:: REQUIRED ACTION ::
Return every line of the data below that includes the string "black".

Top of SUPPLIED RECORDS

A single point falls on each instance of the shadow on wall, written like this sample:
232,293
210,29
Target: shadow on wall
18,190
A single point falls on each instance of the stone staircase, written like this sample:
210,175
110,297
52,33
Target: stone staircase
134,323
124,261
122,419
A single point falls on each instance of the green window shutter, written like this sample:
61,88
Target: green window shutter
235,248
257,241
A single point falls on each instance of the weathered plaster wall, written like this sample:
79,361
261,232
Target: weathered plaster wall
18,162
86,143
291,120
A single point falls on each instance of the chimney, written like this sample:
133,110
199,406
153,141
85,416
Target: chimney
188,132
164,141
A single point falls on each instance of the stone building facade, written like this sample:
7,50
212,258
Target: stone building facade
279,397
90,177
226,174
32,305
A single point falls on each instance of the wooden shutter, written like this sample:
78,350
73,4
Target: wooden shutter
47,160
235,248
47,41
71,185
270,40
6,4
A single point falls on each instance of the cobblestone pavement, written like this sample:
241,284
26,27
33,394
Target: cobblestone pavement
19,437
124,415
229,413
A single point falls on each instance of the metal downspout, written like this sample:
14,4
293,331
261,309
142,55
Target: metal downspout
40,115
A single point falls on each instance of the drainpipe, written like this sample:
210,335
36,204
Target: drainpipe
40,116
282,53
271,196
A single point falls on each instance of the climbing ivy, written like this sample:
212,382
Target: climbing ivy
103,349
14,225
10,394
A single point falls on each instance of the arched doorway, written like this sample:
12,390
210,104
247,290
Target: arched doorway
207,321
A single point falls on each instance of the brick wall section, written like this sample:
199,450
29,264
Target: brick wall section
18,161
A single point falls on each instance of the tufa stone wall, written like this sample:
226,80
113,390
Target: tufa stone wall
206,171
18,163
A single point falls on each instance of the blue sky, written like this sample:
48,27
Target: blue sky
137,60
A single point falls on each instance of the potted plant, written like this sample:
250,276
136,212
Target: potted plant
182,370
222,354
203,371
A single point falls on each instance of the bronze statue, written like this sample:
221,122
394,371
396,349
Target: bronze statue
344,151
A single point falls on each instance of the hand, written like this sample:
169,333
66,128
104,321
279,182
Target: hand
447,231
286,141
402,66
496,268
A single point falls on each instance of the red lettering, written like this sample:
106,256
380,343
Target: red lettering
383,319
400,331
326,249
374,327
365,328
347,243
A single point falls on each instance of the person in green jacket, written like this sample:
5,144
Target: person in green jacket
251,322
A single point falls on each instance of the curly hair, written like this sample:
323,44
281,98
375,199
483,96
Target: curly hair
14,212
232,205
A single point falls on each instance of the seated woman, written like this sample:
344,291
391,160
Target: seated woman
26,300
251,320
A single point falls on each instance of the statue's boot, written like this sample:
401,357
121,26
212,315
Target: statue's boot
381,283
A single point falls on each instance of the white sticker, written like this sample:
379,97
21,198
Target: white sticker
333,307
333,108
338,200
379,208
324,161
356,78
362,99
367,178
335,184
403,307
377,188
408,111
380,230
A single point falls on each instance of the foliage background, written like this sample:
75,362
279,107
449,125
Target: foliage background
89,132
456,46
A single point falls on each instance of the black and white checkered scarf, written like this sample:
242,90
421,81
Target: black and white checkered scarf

Bottom of SUPPLIED RECORDS

:: ANSWER ::
A single point falls on each instance of the black and white checkered scarf, written like this sample:
Target: black and white checkered scarf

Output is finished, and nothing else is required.